**YOUR GOAL:** Please return the listing exactly, line for line.

**DATASET EXCERPTS:**
★ ★ ★ ★ ★

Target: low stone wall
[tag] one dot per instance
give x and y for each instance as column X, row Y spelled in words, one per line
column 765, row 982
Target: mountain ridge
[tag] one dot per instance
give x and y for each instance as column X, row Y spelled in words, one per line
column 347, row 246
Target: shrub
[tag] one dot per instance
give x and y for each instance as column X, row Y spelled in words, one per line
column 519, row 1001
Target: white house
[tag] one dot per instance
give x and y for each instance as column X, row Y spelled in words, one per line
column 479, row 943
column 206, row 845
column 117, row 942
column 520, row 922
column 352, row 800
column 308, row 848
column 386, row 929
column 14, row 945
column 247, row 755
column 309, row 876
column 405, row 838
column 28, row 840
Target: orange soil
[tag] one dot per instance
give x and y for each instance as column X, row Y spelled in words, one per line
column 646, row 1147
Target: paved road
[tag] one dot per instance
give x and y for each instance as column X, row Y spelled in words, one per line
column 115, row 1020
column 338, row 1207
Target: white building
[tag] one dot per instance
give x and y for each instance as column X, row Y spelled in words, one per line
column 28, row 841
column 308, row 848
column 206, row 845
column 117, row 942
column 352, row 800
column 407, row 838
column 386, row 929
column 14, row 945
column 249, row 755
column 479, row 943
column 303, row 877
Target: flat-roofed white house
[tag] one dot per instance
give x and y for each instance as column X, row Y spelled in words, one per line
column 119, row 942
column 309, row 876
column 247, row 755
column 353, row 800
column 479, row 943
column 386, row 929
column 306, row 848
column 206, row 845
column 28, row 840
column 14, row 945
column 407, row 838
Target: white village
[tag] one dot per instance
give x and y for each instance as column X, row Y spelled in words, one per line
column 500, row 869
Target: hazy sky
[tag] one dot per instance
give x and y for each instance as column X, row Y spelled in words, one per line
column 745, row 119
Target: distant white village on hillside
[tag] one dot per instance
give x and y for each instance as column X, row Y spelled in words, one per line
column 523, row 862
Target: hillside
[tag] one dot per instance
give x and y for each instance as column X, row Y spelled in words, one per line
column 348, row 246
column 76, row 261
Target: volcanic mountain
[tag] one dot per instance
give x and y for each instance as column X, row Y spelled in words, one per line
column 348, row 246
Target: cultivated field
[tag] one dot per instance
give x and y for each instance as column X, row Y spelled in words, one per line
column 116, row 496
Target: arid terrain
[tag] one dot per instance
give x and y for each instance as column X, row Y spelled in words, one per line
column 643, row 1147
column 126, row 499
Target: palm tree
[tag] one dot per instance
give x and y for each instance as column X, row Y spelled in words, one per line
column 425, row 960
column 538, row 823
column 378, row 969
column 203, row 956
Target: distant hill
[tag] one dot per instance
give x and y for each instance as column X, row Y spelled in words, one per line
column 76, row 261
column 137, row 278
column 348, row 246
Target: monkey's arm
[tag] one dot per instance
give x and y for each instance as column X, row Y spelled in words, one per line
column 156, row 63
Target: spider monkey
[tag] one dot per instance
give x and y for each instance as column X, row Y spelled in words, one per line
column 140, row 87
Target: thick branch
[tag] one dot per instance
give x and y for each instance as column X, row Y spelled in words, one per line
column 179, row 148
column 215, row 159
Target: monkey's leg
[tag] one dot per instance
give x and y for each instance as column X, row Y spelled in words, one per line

★ ★ ★ ★ ★

**OUTPUT FOR THIS TASK:**
Target: low stone wall
[tag] one dot per instance
give x and y for each instance as column X, row Y spelled in words, one per line
column 765, row 982
Target: mountain ridge
[tag] one dot per instance
give x and y for each instance as column X, row Y spelled in words, one per line
column 347, row 246
Target: shrub
[tag] one dot per instance
give x and y for each instance as column X, row Y spelled in words, one per line
column 519, row 1001
Target: white house
[tag] one dot per instance
give x and y for each instance as column X, row Y spelled in words, one per line
column 479, row 943
column 206, row 845
column 117, row 942
column 520, row 922
column 352, row 800
column 308, row 848
column 386, row 929
column 14, row 945
column 247, row 755
column 309, row 876
column 405, row 838
column 28, row 840
Target: orange soil
[tag] one dot per instance
give x and y for each instance as column X, row Y spelled in words, one per line
column 646, row 1147
Target: paved road
[tag] one dot per instance
give x and y for each instance as column X, row Y spelled in words, one per line
column 115, row 1020
column 338, row 1207
Target: white building
[tag] one dot per instance
give x and y for each instance as column X, row Y spelled in words, one per line
column 28, row 841
column 308, row 848
column 206, row 845
column 117, row 942
column 352, row 800
column 407, row 838
column 386, row 929
column 14, row 945
column 249, row 755
column 479, row 943
column 303, row 877
Target: flat-roofed white house
[tag] one dot per instance
give x and y for each instance as column X, row Y spelled in words, one per line
column 119, row 942
column 309, row 876
column 247, row 755
column 353, row 800
column 479, row 943
column 386, row 929
column 306, row 848
column 206, row 845
column 28, row 840
column 14, row 945
column 407, row 838
Target: white village
[tag] one dot per instance
give x and y for each instance as column X, row Y spelled in words, one per line
column 500, row 869
Target: hazy sky
[tag] one dot per instance
give x and y for each instance as column X, row Y spelled in words, one per line
column 745, row 119
Target: distant white village on hillside
[tag] one dot per instance
give x and y for each instance as column X, row Y spelled in words, one per line
column 523, row 862
Target: hillside
[tag] one dot per instance
give x and y for each instance as column X, row Y spelled in words, one per line
column 348, row 246
column 76, row 261
Target: volcanic mountain
[tag] one dot per instance
give x and y for each instance as column X, row Y spelled in words, one per line
column 348, row 246
Target: cultivated field
[tag] one dot per instance
give x and y for each instance as column X, row Y spelled in words, one per line
column 116, row 496
Target: arid terrain
[tag] one dot per instance
give x and y for each instance as column X, row Y spelled in words, one per line
column 643, row 1147
column 126, row 499
Target: palm tree
[tag] one dot per instance
give x and y for each instance as column X, row Y spelled in words, one per line
column 425, row 960
column 538, row 823
column 378, row 969
column 203, row 956
Target: distant hill
[tag] one dot per instance
give x and y for each instance as column X, row Y spelled in words, one per line
column 76, row 261
column 137, row 278
column 348, row 246
Target: monkey's arm
[tag] one dot per instance
give x and y for each instance as column X, row Y spelled in words, one per line
column 156, row 63
Target: spider monkey
[tag] one dot per instance
give x and y for each instance as column X, row Y spelled in words, one per line
column 140, row 87
Target: thick branch
[tag] one dot per instance
give x and y for each instance as column X, row Y spelled in words, one per line
column 179, row 148
column 215, row 159
Target: monkey's leg
[tag] one dot per instance
give x and y for each instance as column X, row Y spelled in words, one per line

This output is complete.